Page extract:
═══

We now focus on the case of Hafnian-based algorithms. The cost of calculating the relevant probabilities depends only on the number of photons detected. Calculating a photon-number probability $\text{Pr} (\overline{n})$ of a mixed state is roughly quadratically more expensive than calculating a pure state probability of an event with the same number of photons (51). However, the cost of sampling pure and mixed states is similar. This is because lossy GBS states are classical mixtures over a displacement parameter of pure Gaussian states. Therefore, it is possible to sample from a lossy state by sampling from the convex hull parametrized by the displacement parameter and then sampling from the pure state. Thus, sampling lossy GBS states has similar computational cost as sampling pure states with the same number of photons.

═══

Complete the following:
#1 According to the passage on Hafnian-based algorithms, what alone determines the cost of calculating the relevant probabilities?
#2 Using the passage on Hafnian-based algorithms, explain why sampling a lossy GBS state costs about the same as sampling a pure state with the same number of photons.
#3 Write the next few sentences of the passage on Hafnian-based sampling of lossy GBS states, picking up right after its final sentence.

Raw data:
═══

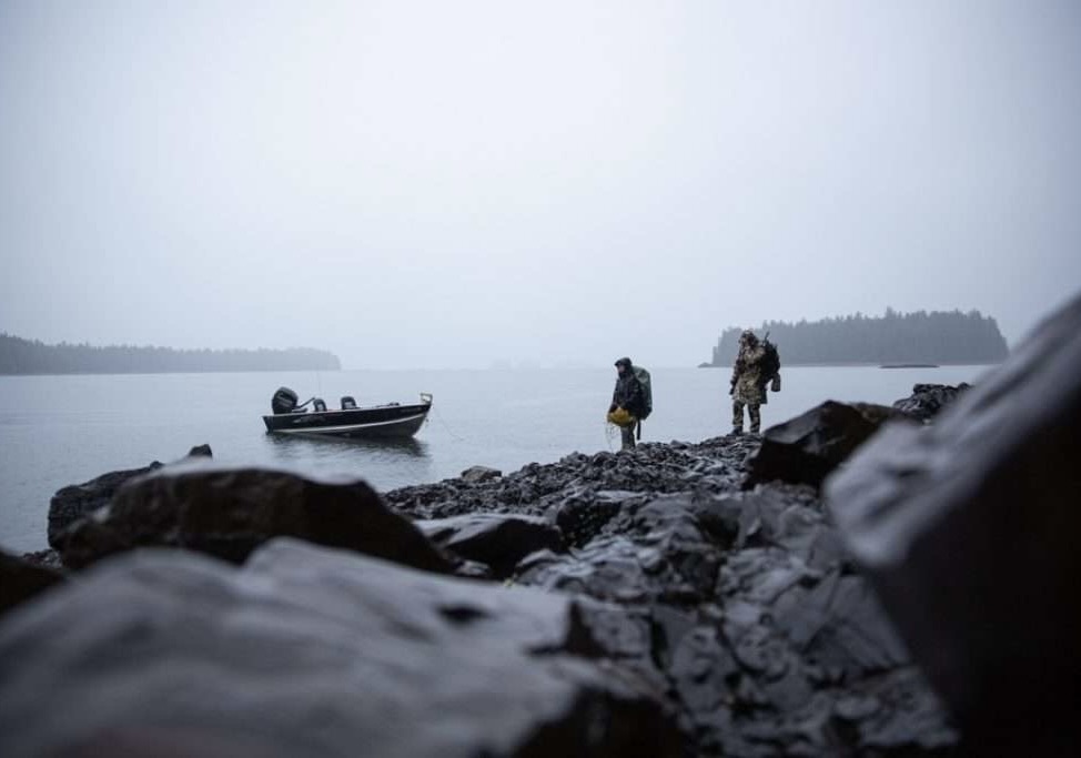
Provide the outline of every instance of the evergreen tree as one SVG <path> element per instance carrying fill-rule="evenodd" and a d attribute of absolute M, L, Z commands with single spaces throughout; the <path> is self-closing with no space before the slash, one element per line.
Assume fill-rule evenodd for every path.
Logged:
<path fill-rule="evenodd" d="M 726 329 L 713 350 L 713 365 L 727 366 L 739 350 L 742 329 Z M 996 363 L 1009 352 L 994 319 L 979 311 L 917 311 L 901 314 L 887 307 L 880 317 L 848 316 L 762 322 L 784 365 L 829 363 Z"/>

═══

Written responses:
#1 The number of photons detected.

#2 Lossy GBS states are classical mixtures of pure Gaussian states over a displacement parameter. One can therefore sample from the convex hull parametrized by that displacement parameter and then sample from the resulting pure state. This gives a computational cost similar to sampling pure states with the same photon number.

#3
Likewise, for the TN-based algorithms, the cost for mixed state calculations would scale at least quadratically worse as compared to pure state calculations. This is because twice as many tensors are involved in a mixed state calculation, analogous to the quadratic overhead of keeping track of the density matrix as compared to a pure state. Note that for noisy RCS of qubits, one can trade fidelity for sampling speed (52). As opposed to GBS, this improvement is possible because in RCS, the amplitudes of the different Feynman-like paths that appear when slicing through two-body gates in the circuit are comparable. Moreover, this improvement is useful as long as the Schmidt-rank of the two-body gates used to generate entanglement is small, which is not the case for the beam splitter. Furthermore, the state vectors associated with two different paths are approximately orthogonal.

A final point of difference between our simulations and the actual experiment is that while our runtime estimates are for the calculation of the GBS probabilities, an actual experiment samples from this distribution. Despite this difference, our simulations allow a fair benchmarking of the quantum device because current state-of-the-art algorithms have similar complexities of sampling and calculating probabilities. We moreover give the classical adversary an extra advantage in that we allow it to assume that only pure-state output probabilities need to be calculated for sampling, as opposed to the quadratically slower mixed-state output probabilities since, as explained above, mixed-Gaussian states are convex mixtures of pure ones.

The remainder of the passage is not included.